2) Die Vorschrift des § 6.03 Nr. 3 RhSchPVO ist „Schutzgesetz" im Sinne des § 823 Abs. 2 BGB.
Urteil
des Oberlandesgerichts (Rheinschiffahrtsobergericht) Karlsruhe
vom 25.01.2002
U 3/01 RhSch
(Vorinstanz: Rheinschiffahrtsgericht Mainz - Urt. vom 19.07.2001 - 76 C 5/00 BSchRh)
Zum Tatbestand:
Die Parteien streiten um die Haftung für die Folgen einer Schiffskollision am 07.02.2000 auf dem Rhein bei Kilometer 443,500 unterhalb der Nibelungenbrücke in Worms.
Die Klägerin ist Versicherer des M S „H", das der Schiffsgemeinschaft MS „H" gehört. Es wurde am Unfalltag vom Zeugen W. K. als verantwortlichem Schiffsführer geführt. Die Beklagte zu 1 ist Schiffseignerin und der Beklagte zu 2 war am Unfalltag Schiffsführer von MS „L". Die bei der Kollision beider Motorschiffe an MS „H" entstandenen Schäden sind Gegenstand der Klage. MS „H" befand sich leer auf der Bergfahrt von Mainz nach Hohnau, um dort Kies zu laden. Gegen 19:00 Uhr näherte sich das Schiff der Nibelungenbrücke bei Rheinkilometer 443,26 in Worms. Die Nibelungenbrücke besitzt drei Brückenbögen, von denen der linksrheinische der Bergfahrt vorbehalten ist, während der mittlere sowohl für die Bergfahrt als auch für die Talfahrt freigegeben ist. Vor MS „H" fuhr ein weiterer Bergfahrer durch den linksrheinischen Brückenbogen. Der Schiffsführer von MS „H" wollte deshalb durch den mittleren Brückenbogen fahren. Es war bereits dunkel, die Sicht war frei. Zur gleichen Zeit fuhr der Schubverband „HK", bestehend aus einem Motorschiff und einem vorgekoppelten Schubleichter, zu Tal durch den mittleren Brückenbogen. Hinter dem Schubverband fuhr in der gleichen Kiellinie ebenfalls zu Tal MS „L". Nachdem MS „H" und SV „HK" sich unterhalb der Brücke begegnet waren, kam es zu einem Zusammenstoß zwischen MS „H" und MS „L" kurz unterhalb der Brücke, wobei MS „H" mit seinem Backbordkopf gegen das backbordseitige Heck von MS „L" stieß.

(Einträge aus einer Datenquelle)
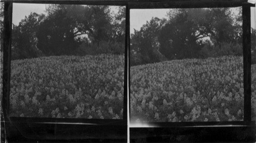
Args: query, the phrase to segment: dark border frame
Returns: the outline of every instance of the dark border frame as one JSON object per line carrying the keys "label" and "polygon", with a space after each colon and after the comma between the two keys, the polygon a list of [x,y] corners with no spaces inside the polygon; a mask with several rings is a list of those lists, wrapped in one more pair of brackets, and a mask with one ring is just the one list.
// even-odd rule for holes
{"label": "dark border frame", "polygon": [[[155,2],[157,1],[157,2]],[[187,5],[183,1],[172,5],[172,2],[141,2],[138,5],[132,2],[130,9],[158,8],[198,8],[242,7],[243,54],[244,72],[244,120],[243,121],[194,122],[147,122],[141,123],[147,127],[130,128],[131,140],[137,142],[169,141],[235,141],[252,142],[256,141],[255,122],[251,121],[251,23],[250,8],[254,5],[247,1],[212,1],[212,4],[205,2],[190,1]],[[194,2],[194,3],[193,3]],[[232,3],[234,2],[233,3]],[[238,2],[237,3],[237,2]],[[177,4],[177,5],[176,5]],[[208,5],[207,4],[210,4]],[[129,93],[130,93],[130,47],[129,45]],[[129,95],[129,99],[131,95]],[[131,108],[131,106],[130,106]],[[143,127],[143,126],[142,126]],[[242,135],[241,135],[242,134]]]}
{"label": "dark border frame", "polygon": [[[22,3],[26,3],[20,2]],[[34,3],[30,1],[29,3]],[[54,1],[49,4],[56,3]],[[125,142],[127,140],[127,49],[125,44],[124,74],[123,93],[123,114],[122,119],[75,119],[56,118],[16,117],[9,116],[10,86],[11,55],[11,33],[12,5],[15,2],[5,1],[4,9],[4,42],[3,42],[3,91],[2,107],[3,109],[4,125],[5,127],[6,137],[10,140],[18,136],[23,136],[19,140],[29,139],[98,139],[105,142],[117,141]],[[77,4],[73,1],[62,4]],[[92,5],[91,3],[80,4]],[[112,3],[97,4],[98,5],[112,6]],[[120,5],[125,6],[126,5]],[[127,43],[128,35],[125,30],[125,43]],[[14,136],[13,136],[15,135]],[[106,140],[108,139],[108,140]],[[113,140],[113,139],[114,139]],[[116,140],[115,140],[116,139]]]}

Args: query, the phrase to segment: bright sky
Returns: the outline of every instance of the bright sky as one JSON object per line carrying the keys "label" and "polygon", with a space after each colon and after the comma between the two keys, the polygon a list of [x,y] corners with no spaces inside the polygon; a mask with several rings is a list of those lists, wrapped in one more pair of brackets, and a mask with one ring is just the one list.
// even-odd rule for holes
{"label": "bright sky", "polygon": [[[14,4],[13,23],[15,25],[18,24],[19,21],[24,19],[25,16],[29,15],[31,12],[45,14],[46,5],[45,4]],[[131,33],[134,33],[134,28],[139,30],[143,24],[145,24],[147,20],[150,21],[152,17],[157,17],[159,18],[167,18],[166,15],[168,10],[169,9],[131,10],[130,11]],[[233,12],[236,13],[235,10],[233,10]],[[251,9],[251,27],[255,28],[256,23],[255,8]]]}

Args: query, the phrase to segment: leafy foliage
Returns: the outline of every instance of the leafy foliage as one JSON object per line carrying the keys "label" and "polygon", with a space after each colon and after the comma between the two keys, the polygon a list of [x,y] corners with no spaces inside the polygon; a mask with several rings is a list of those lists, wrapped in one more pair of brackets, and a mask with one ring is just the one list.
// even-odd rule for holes
{"label": "leafy foliage", "polygon": [[[133,122],[243,119],[241,56],[166,61],[134,66],[131,72]],[[252,90],[253,105],[256,89]]]}
{"label": "leafy foliage", "polygon": [[12,59],[36,58],[42,54],[36,46],[38,39],[35,31],[44,18],[44,15],[31,13],[18,26],[13,25]]}
{"label": "leafy foliage", "polygon": [[10,116],[122,119],[124,56],[12,61]]}

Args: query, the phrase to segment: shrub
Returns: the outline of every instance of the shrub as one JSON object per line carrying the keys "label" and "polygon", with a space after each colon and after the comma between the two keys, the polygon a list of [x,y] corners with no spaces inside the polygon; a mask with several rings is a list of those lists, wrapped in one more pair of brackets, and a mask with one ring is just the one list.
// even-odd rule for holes
{"label": "shrub", "polygon": [[203,58],[225,55],[241,56],[243,55],[243,47],[242,44],[226,42],[222,43],[219,45],[210,45],[208,44],[202,48],[201,52]]}
{"label": "shrub", "polygon": [[101,41],[96,43],[84,42],[78,48],[79,55],[111,53],[124,54],[124,44],[120,42]]}

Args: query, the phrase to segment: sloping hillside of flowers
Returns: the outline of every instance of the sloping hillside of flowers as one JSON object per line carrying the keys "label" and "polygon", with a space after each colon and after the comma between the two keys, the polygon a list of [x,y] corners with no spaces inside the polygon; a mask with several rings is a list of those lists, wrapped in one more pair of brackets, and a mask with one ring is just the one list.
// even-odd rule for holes
{"label": "sloping hillside of flowers", "polygon": [[[240,56],[223,56],[132,67],[132,121],[242,120],[242,61]],[[255,65],[252,69],[256,71]],[[253,75],[252,106],[255,107]]]}
{"label": "sloping hillside of flowers", "polygon": [[122,119],[124,56],[11,61],[10,116]]}

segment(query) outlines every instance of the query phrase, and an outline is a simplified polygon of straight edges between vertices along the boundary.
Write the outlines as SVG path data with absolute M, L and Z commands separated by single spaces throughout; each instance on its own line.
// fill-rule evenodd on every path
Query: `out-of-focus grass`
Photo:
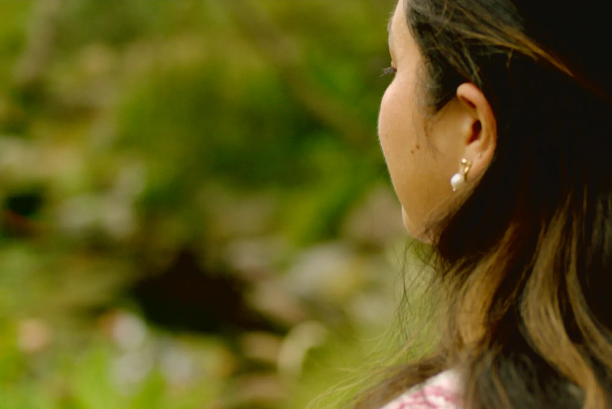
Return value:
M 405 239 L 376 135 L 393 4 L 0 2 L 0 408 L 364 387 Z

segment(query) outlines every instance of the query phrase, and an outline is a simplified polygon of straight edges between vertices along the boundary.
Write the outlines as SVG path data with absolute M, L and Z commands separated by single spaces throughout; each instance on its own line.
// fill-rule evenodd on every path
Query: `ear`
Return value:
M 497 145 L 497 122 L 489 102 L 471 83 L 457 87 L 457 99 L 469 118 L 470 129 L 465 133 L 464 157 L 472 162 L 469 179 L 482 176 L 493 159 Z

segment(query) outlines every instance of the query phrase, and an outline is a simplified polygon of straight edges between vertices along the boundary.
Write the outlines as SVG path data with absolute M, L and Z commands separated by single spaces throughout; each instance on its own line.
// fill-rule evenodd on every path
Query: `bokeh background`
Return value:
M 394 6 L 0 2 L 0 408 L 352 392 L 408 239 L 376 133 Z

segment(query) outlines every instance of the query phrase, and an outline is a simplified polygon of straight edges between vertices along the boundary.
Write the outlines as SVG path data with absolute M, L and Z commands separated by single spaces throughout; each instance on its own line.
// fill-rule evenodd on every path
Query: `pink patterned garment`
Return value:
M 449 370 L 411 388 L 381 409 L 459 409 L 460 398 L 458 374 Z

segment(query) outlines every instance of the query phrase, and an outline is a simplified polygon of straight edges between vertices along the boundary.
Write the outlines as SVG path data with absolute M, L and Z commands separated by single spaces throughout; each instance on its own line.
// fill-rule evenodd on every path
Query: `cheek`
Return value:
M 414 99 L 401 83 L 392 84 L 381 102 L 378 131 L 394 189 L 403 208 L 402 218 L 417 238 L 440 198 L 436 162 L 424 146 L 422 120 Z

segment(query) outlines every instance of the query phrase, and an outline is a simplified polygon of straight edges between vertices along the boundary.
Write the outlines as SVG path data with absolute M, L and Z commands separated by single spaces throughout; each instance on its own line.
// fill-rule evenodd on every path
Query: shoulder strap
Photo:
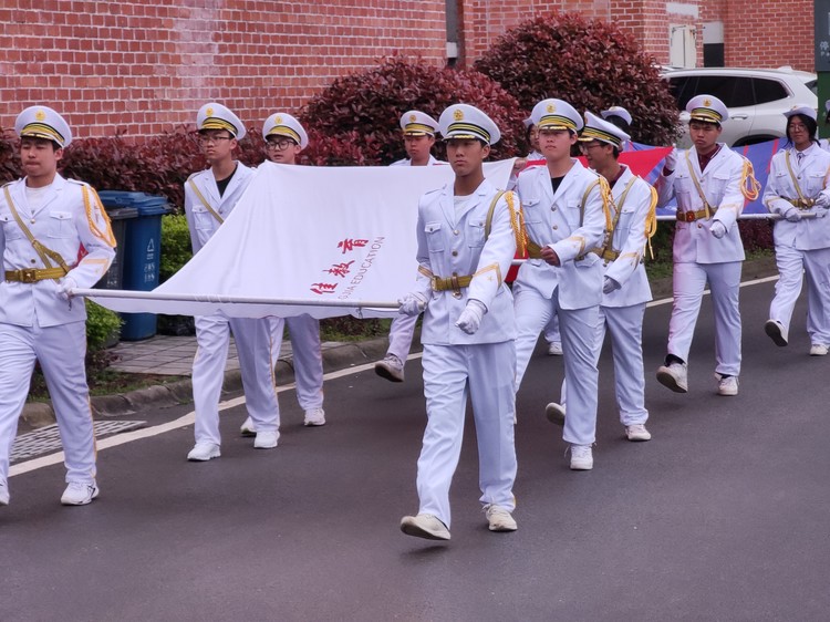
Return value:
M 52 259 L 52 261 L 58 263 L 63 269 L 64 273 L 68 273 L 69 267 L 63 260 L 63 257 L 59 252 L 55 252 L 51 248 L 46 248 L 41 242 L 39 242 L 29 230 L 29 227 L 25 226 L 25 222 L 23 222 L 23 219 L 20 217 L 20 214 L 18 214 L 18 210 L 14 207 L 14 201 L 11 200 L 11 194 L 9 193 L 8 186 L 3 187 L 3 194 L 6 195 L 6 203 L 9 204 L 9 209 L 11 210 L 12 216 L 14 216 L 14 221 L 18 224 L 18 227 L 20 227 L 23 234 L 25 234 L 25 237 L 29 238 L 29 241 L 31 242 L 32 247 L 34 247 L 35 252 L 40 257 L 41 261 L 43 261 L 43 266 L 46 268 L 52 268 L 52 263 L 49 261 L 50 259 Z
M 212 216 L 214 218 L 216 218 L 216 219 L 217 219 L 217 220 L 219 221 L 219 225 L 221 225 L 222 222 L 225 222 L 225 218 L 222 218 L 221 216 L 219 216 L 219 212 L 218 212 L 218 211 L 216 211 L 216 210 L 215 210 L 215 209 L 214 209 L 212 207 L 210 207 L 210 204 L 209 204 L 209 203 L 207 201 L 207 199 L 206 199 L 206 198 L 205 198 L 205 197 L 204 197 L 204 196 L 201 195 L 201 193 L 199 191 L 199 188 L 197 188 L 197 187 L 196 187 L 196 184 L 194 183 L 194 180 L 193 180 L 193 177 L 190 177 L 190 178 L 189 178 L 189 179 L 187 180 L 187 183 L 188 183 L 188 184 L 190 184 L 190 189 L 191 189 L 191 190 L 193 190 L 194 193 L 196 193 L 196 196 L 197 196 L 197 197 L 198 197 L 198 199 L 199 199 L 199 200 L 201 201 L 201 205 L 204 205 L 204 206 L 205 206 L 205 207 L 207 208 L 207 210 L 208 210 L 208 211 L 210 212 L 210 215 L 211 215 L 211 216 Z
M 790 152 L 789 149 L 784 152 L 784 162 L 787 163 L 787 170 L 790 173 L 790 179 L 792 179 L 792 185 L 796 187 L 796 191 L 798 193 L 798 198 L 801 201 L 805 201 L 805 194 L 801 191 L 801 186 L 798 184 L 798 179 L 796 178 L 796 174 L 792 172 L 792 166 L 790 166 Z

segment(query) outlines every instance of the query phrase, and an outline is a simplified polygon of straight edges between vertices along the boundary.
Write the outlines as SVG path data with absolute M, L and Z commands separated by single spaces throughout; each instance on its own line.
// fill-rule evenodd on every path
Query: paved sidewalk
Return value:
M 333 348 L 347 345 L 347 342 L 325 341 L 322 349 L 325 352 Z M 196 354 L 195 336 L 156 335 L 142 341 L 122 341 L 111 350 L 118 360 L 110 365 L 110 370 L 129 374 L 160 374 L 172 376 L 189 376 L 193 372 L 193 359 Z M 291 341 L 286 339 L 280 350 L 280 360 L 292 365 Z M 239 369 L 239 357 L 234 338 L 228 349 L 228 364 L 226 372 Z

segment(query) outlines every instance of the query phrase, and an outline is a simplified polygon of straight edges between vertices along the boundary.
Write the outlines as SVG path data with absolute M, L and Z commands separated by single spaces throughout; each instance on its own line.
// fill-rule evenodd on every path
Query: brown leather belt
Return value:
M 717 211 L 716 207 L 709 207 L 708 209 L 698 209 L 697 211 L 678 211 L 677 220 L 681 222 L 694 222 L 703 218 L 709 218 Z
M 61 279 L 65 276 L 66 270 L 63 268 L 24 268 L 6 271 L 6 280 L 18 283 L 37 283 L 49 279 Z
M 792 207 L 798 209 L 811 209 L 816 205 L 816 199 L 784 199 Z

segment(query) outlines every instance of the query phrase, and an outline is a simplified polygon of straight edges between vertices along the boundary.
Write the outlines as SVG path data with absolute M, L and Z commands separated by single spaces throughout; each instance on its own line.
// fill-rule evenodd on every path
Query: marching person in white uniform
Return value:
M 818 145 L 813 108 L 797 105 L 784 114 L 789 146 L 772 156 L 764 190 L 764 205 L 781 217 L 774 229 L 780 278 L 764 330 L 777 345 L 787 345 L 806 272 L 810 355 L 824 356 L 830 346 L 830 153 Z
M 421 111 L 407 111 L 401 116 L 406 159 L 398 159 L 390 166 L 433 166 L 445 164 L 430 153 L 435 145 L 438 122 Z M 412 350 L 417 315 L 400 313 L 390 326 L 390 346 L 383 361 L 375 363 L 375 373 L 390 382 L 404 382 L 404 365 Z
M 449 486 L 468 395 L 489 529 L 516 530 L 516 323 L 504 276 L 521 236 L 518 200 L 487 182 L 481 168 L 500 136 L 496 124 L 481 111 L 456 104 L 444 111 L 439 125 L 455 182 L 419 201 L 417 286 L 401 301 L 407 314 L 426 308 L 421 341 L 428 417 L 418 458 L 421 506 L 417 516 L 402 519 L 401 529 L 449 540 Z
M 267 157 L 276 164 L 297 164 L 297 156 L 309 144 L 305 129 L 286 112 L 273 113 L 262 126 Z M 271 366 L 277 366 L 283 329 L 288 325 L 291 339 L 291 357 L 294 362 L 297 401 L 305 413 L 303 425 L 325 425 L 323 411 L 323 355 L 320 349 L 320 321 L 308 313 L 292 318 L 269 318 L 271 324 Z M 251 417 L 240 428 L 242 436 L 256 435 Z
M 657 381 L 688 391 L 687 362 L 703 292 L 708 282 L 715 311 L 715 377 L 718 395 L 738 394 L 740 311 L 738 292 L 744 245 L 737 218 L 745 199 L 758 196 L 753 165 L 717 139 L 729 112 L 712 95 L 689 100 L 694 146 L 666 156 L 657 179 L 658 205 L 677 199 L 674 232 L 674 303 L 668 353 Z M 747 188 L 747 184 L 750 185 Z
M 236 206 L 253 172 L 234 159 L 237 141 L 245 126 L 227 107 L 205 104 L 196 116 L 205 157 L 210 168 L 191 175 L 185 184 L 185 215 L 190 228 L 194 255 Z M 228 249 L 234 252 L 236 249 Z M 193 392 L 196 407 L 196 445 L 188 460 L 205 462 L 221 455 L 219 397 L 228 357 L 230 332 L 236 340 L 248 414 L 253 421 L 258 449 L 277 447 L 280 411 L 273 381 L 270 322 L 267 318 L 228 318 L 221 312 L 196 318 L 198 348 L 193 363 Z M 280 335 L 282 336 L 282 335 Z
M 598 371 L 595 331 L 602 301 L 602 245 L 609 188 L 605 180 L 571 158 L 580 114 L 567 102 L 544 100 L 532 112 L 547 166 L 519 175 L 518 191 L 530 259 L 513 283 L 516 297 L 516 390 L 540 331 L 559 315 L 567 379 L 570 467 L 593 468 Z
M 46 106 L 14 123 L 25 177 L 0 197 L 0 506 L 9 505 L 9 456 L 35 360 L 52 398 L 63 443 L 63 505 L 98 496 L 95 435 L 86 384 L 86 307 L 72 290 L 93 287 L 115 257 L 115 239 L 98 196 L 58 174 L 72 142 L 64 118 Z M 77 260 L 83 245 L 86 255 Z
M 649 411 L 645 408 L 642 335 L 645 303 L 652 299 L 652 292 L 643 253 L 656 229 L 657 193 L 618 162 L 624 143 L 630 139 L 622 129 L 587 112 L 585 127 L 579 139 L 588 165 L 611 186 L 611 222 L 602 246 L 592 250 L 602 259 L 605 272 L 596 325 L 596 361 L 608 328 L 620 423 L 629 440 L 650 440 L 652 436 L 645 427 Z M 549 404 L 547 414 L 554 423 L 564 423 L 564 403 L 561 406 Z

* _Aufgabenstellung_:
1. Wie lautet der Satz „Der Schiffsführer von MS ‚H‘ wollte deshalb durch den mittleren Brückenbogen fahren.“ aus dem Text zur Schiffskollision auf Englisch?
2. Führe den Text zur Schiffskollision im Anschluss an seinen letzten Satz weiter.
Die Einträge sind eigenständiges Material und gehören nicht zum Text zur Schiffskollision.

* _Endgültige Antworten_:
1. The skipper of MS "H" therefore wanted to pass through the middle bridge arch.

2.
Die Klägerin hat im ersten Rechtszug im wesentlichen behauptet: Schiffsführer K. habe schon weit unterhalb der Brücke klar den Kurs in Richtung des mittleren Brückenbogens gerichtet. Nach der Backbord-Backbord-Begegnung mit dem Schubverband habe er weiterhin den Kurs in Richtung des mittleren Brückenbogens gehalten. Mit dem in Kiellinie des Schubverbandes fahrenden MS „L" sei somit eine analoge Backbord-Bac-kbordBegegnung zu erwarten gewesen. Plötzlich sei jedoch MS „L" mit dem Kopf nach Backbord direkt in den Bergkurs von MS „H" geschert. Schiffsführer K. habe MS „L" sofort über Kanal 10 angesprochen. MS „L" habe zwar noch versucht, seinen Fehlkurs wieder nach Steuerbord zu korrigieren. Aufgrund des kurzen Abstandes der Schiffe sei dies indessen nicht mehr erfolgreich gewesen und die Schiffe seien dann in der Weise kollidiert, daß das backbordseitige Heck von MS „L" gegen den Backbordkopf des MS „H" gestoßen sei.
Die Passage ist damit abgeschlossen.